• _WHAT IS BEING ASKED_
Write back each entry precisely as it is given.

----- DATA LISTING -----

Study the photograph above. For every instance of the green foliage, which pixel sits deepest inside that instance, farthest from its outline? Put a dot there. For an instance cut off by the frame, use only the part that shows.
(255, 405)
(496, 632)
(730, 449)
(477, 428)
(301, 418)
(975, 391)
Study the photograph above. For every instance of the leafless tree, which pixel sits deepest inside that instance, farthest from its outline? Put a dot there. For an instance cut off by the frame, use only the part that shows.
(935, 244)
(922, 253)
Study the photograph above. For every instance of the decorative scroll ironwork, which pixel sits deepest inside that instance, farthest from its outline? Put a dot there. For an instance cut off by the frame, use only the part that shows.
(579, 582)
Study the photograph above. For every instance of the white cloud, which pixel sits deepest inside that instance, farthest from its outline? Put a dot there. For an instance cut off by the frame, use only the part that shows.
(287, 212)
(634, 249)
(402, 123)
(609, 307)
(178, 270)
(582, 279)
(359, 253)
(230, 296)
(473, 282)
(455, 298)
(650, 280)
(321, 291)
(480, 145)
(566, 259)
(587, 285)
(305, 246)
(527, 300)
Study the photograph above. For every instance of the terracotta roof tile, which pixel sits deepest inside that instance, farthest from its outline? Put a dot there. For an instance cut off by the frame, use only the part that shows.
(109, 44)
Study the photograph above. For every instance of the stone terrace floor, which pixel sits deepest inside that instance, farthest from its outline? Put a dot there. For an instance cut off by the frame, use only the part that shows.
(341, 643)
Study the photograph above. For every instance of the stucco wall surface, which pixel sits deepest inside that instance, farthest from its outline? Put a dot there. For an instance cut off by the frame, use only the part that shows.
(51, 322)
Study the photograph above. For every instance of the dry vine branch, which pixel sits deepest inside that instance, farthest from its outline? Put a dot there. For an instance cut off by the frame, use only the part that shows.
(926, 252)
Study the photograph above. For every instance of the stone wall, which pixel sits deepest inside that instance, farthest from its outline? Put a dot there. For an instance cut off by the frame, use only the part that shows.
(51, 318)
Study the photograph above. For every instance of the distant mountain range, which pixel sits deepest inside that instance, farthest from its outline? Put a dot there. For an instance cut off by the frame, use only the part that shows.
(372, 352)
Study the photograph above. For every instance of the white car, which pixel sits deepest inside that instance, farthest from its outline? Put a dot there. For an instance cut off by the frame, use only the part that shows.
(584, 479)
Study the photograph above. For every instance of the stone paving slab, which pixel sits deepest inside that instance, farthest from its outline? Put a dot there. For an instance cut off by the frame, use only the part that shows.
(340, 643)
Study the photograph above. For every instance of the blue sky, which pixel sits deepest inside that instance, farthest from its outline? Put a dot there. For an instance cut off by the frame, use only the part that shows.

-----

• _RESPONSE TO THE EXERCISE_
Study the photograph above. For every instance of the green foliage, which pixel sits deepest inside that instance, farthest from its outline? Put a dot there. For an instance cut off by the frame, use only the part that shows.
(255, 405)
(496, 632)
(730, 449)
(477, 428)
(301, 418)
(975, 391)
Study the photograph above. For every instance of the leafless tree, which pixel sits deepest inside that instance, farthest from its outline? Put a dot there. For an instance cut off by the frame, use only the part that shows.
(935, 244)
(922, 253)
Study the photograph above. For every instance of the decorative scroll ironwork, which pixel sits deepest inside that instance, farthest from its outline? Put a dot there. For an instance cut off by the frame, use only the part that shows.
(579, 582)
Study the photograph above. For every instance of the white cloud, which pixel sits deepest inside that instance, farthest from its outline? Put a dot there. For an instance cut off by the frame, use only the part that shows.
(287, 212)
(634, 249)
(402, 123)
(609, 307)
(178, 270)
(582, 279)
(359, 253)
(230, 296)
(473, 282)
(455, 298)
(650, 280)
(321, 291)
(480, 145)
(566, 259)
(587, 285)
(305, 246)
(527, 300)
Study the photograph above. For every instance of the terracotta roof tile, which pixel sits deepest inside that instance, farthest from its outline? Put a dot there. For an instance cut off by the frame, use only the part that shows.
(109, 44)
Study the photograph above. For every instance of the stone terrace floor, which pixel sits deepest inside that instance, farthest from its outline? Put a dot there. For an instance cut off by the frame, use only the part that shows.
(341, 643)
Study the photograph above. For every instance of the stucco wall surface, which pixel sits deepest inside that instance, farthest from its outline? Put a dot there. For an instance cut off by the frame, use only the part that shows.
(51, 322)
Study the photograph above. For every instance of the dry vine branch, which pixel sits deepest inside that instance, farthest from its outline? Put a dot there. For an instance cut off by the frame, use only the part that shows.
(926, 252)
Study the photograph above. For every instance of the stone wall, which pixel sits deepest inside that instance, farthest from its outline? Put a dot there. For an instance cut off by the frame, use only the part that shows.
(51, 318)
Study the photograph above. For every instance of the distant mountain range, which pixel sits deepest inside that instance, farthest from its outline? Put a dot there. For an instance cut off by the frame, use only the part that shows.
(372, 352)
Study the photograph above. For every instance of the white car, which pixel sits deepest inside that instance, farthest from its outline? Put a dot there. For an instance cut off by the frame, use only the part that shows.
(584, 479)
Study the photograph above. For every instance of the stone paving slab, which pixel sits deepest inside that instance, farthest from its outline? Put a dot there. For an instance cut off by the frame, use only the part that shows.
(340, 643)
Study the photograph above. For every instance of the blue sky, which pixel sits deepest inside that instance, farthest from its outline? Put a dot there. For an instance cut off by the frame, use only the part that shows.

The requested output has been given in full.